WORK INSTRUCTION :: Return, unaltered, every line from the beginning of the material below up to and including the one with "Target: front wheel".

INFORMATION SHOWN ::
BEGIN

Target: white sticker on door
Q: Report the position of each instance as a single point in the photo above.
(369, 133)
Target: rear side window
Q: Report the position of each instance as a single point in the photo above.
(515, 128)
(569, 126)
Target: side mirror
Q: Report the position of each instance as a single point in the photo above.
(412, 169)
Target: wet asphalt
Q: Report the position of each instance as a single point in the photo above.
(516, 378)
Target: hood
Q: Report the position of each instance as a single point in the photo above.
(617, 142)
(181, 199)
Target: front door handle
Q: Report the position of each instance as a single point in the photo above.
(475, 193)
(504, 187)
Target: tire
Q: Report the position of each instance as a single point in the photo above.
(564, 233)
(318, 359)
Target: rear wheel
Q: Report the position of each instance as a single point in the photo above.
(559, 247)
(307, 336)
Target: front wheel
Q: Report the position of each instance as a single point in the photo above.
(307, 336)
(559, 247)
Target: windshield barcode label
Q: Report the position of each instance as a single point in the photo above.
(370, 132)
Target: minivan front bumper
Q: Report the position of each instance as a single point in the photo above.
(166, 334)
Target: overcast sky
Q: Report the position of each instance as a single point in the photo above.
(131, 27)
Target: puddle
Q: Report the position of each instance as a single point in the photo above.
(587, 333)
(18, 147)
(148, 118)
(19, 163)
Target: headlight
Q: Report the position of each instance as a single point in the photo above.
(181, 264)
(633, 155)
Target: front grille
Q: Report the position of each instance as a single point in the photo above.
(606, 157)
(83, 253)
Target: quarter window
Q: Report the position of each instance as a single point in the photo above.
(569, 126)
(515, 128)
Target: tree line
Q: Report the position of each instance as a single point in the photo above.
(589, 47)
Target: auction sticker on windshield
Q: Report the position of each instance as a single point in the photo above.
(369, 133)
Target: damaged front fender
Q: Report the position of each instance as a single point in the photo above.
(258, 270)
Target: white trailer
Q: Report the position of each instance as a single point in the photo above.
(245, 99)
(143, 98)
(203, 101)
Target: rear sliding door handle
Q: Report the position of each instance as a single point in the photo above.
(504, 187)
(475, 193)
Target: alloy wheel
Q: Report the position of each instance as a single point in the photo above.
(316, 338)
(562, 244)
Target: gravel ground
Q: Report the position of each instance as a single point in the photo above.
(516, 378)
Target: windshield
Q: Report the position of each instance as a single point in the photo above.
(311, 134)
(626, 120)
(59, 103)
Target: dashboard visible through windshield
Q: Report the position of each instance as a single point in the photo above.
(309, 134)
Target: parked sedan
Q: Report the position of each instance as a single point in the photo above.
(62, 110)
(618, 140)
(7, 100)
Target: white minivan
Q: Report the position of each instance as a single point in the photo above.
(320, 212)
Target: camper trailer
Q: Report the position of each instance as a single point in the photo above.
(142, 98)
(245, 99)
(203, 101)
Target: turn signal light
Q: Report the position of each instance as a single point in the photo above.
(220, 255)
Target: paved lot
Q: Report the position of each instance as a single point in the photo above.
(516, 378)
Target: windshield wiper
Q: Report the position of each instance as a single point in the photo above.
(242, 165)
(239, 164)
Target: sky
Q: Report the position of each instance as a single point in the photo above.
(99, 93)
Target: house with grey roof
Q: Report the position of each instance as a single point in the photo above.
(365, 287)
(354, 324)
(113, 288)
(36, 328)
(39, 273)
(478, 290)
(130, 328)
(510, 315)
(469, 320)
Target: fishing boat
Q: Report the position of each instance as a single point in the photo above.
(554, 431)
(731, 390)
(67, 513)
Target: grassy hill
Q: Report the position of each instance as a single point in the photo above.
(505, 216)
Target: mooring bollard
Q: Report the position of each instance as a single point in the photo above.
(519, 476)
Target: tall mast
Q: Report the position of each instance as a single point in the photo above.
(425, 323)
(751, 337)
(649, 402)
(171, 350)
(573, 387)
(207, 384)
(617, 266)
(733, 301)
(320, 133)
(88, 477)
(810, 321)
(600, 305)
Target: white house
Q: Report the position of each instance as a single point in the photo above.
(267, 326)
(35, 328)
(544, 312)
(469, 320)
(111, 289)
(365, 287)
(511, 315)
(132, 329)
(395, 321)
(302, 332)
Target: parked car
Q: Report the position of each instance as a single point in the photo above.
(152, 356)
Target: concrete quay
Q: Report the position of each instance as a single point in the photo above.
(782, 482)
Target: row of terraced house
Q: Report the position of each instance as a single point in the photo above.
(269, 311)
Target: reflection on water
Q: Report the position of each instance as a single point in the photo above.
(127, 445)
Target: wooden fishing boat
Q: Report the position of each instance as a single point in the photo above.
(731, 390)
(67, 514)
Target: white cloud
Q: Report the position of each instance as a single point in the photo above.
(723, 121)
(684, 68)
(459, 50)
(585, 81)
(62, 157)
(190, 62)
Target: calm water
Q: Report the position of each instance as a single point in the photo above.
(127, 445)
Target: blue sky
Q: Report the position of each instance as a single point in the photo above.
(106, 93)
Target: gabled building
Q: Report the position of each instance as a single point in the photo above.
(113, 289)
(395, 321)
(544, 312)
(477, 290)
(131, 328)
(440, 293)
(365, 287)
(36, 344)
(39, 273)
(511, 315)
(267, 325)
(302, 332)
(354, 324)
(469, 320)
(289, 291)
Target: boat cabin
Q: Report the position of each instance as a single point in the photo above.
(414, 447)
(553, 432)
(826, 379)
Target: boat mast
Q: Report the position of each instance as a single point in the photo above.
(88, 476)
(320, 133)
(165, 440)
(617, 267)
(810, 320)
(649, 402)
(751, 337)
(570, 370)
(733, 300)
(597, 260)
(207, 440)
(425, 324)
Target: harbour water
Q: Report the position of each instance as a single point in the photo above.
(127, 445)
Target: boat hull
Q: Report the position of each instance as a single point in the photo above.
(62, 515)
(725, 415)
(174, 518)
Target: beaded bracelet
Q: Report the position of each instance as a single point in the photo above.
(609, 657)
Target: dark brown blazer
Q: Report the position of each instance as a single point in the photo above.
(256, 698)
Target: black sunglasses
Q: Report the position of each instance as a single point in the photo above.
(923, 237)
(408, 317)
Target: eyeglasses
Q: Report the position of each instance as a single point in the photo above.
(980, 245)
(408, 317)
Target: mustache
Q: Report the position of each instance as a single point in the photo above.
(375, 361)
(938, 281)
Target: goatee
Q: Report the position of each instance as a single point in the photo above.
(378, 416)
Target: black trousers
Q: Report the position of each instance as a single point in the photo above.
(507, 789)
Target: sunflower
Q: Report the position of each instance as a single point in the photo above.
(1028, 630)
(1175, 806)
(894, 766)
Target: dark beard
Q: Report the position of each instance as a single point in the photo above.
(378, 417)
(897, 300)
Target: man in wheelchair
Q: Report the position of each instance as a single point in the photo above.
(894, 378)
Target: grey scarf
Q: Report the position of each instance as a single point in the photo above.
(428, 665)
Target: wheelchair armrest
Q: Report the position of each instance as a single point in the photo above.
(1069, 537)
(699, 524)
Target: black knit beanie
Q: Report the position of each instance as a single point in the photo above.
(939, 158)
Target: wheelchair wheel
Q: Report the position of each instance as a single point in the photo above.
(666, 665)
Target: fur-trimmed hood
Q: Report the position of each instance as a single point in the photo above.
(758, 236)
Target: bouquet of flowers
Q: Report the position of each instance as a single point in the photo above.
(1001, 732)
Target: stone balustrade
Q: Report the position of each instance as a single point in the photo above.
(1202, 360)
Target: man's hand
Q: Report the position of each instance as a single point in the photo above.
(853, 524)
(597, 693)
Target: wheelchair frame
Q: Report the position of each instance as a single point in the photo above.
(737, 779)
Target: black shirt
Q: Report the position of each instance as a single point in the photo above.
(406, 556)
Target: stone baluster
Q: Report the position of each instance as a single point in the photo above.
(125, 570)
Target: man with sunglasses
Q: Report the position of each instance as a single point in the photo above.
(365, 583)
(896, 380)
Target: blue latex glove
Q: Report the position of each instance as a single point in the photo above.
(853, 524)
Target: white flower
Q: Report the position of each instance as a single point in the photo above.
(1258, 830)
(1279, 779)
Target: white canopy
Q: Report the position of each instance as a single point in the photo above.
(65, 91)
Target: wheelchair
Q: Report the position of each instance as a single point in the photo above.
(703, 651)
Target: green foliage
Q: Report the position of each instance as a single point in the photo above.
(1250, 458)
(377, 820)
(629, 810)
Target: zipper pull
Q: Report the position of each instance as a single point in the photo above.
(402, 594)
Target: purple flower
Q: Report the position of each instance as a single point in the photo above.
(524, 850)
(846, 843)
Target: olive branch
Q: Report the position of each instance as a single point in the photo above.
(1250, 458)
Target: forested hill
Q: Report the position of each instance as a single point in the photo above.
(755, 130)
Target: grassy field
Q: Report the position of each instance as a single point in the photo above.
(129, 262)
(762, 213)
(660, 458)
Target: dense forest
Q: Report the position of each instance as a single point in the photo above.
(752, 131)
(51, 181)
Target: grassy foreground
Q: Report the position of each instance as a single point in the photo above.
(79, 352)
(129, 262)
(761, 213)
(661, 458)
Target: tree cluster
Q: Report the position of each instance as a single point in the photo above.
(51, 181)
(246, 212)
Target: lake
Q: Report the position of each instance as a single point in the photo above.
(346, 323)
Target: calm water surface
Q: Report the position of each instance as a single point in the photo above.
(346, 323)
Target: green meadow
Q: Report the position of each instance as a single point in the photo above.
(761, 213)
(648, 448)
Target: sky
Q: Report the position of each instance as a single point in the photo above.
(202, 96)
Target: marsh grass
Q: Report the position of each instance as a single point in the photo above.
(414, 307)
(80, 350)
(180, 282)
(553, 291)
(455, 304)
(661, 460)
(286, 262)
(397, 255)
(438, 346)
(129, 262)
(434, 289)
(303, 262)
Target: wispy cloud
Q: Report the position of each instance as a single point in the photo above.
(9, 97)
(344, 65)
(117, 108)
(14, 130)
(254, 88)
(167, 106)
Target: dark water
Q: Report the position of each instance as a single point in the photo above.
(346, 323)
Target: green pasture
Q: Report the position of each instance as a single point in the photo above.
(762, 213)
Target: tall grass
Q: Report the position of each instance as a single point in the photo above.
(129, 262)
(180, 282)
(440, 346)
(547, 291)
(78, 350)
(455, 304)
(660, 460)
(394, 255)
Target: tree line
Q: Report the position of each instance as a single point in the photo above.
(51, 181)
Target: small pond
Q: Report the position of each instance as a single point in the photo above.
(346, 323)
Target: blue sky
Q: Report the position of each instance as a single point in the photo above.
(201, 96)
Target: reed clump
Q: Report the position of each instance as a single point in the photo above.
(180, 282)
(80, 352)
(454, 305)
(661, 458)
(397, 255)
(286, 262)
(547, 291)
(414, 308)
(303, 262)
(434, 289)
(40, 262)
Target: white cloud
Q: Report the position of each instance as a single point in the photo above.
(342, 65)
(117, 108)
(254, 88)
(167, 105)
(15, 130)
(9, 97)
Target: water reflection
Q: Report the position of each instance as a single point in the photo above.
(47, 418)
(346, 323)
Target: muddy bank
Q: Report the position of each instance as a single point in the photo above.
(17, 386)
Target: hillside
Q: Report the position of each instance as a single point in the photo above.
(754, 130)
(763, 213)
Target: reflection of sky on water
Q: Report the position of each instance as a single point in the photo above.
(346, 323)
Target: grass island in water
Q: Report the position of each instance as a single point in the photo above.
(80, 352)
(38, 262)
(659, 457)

END

RESPONSE TO THIS TASK ::
Target: white sticker on door
Q: Report the position of each instance as a single point in the photo above.
(369, 133)
Target: rear side window
Q: Report the position of each instance as a single point in the photo above.
(515, 128)
(569, 126)
Target: side mirror
Q: Report the position of each instance as a single point in the photo above.
(412, 169)
Target: wet asphalt
Q: Report the position of each instance as a single point in the photo above.
(516, 378)
Target: hood
Q: Report the position of each instance as a single point in the photo above.
(617, 142)
(181, 199)
Target: front door handle
Q: Report the position of each instance as a single point in the photo above.
(475, 193)
(504, 187)
Target: tire
Q: Report the position of each instance as a single point in the photo above.
(564, 233)
(318, 359)
Target: rear wheel
Q: Report the position of each instance as a single point in the photo above.
(559, 247)
(307, 336)
Target: front wheel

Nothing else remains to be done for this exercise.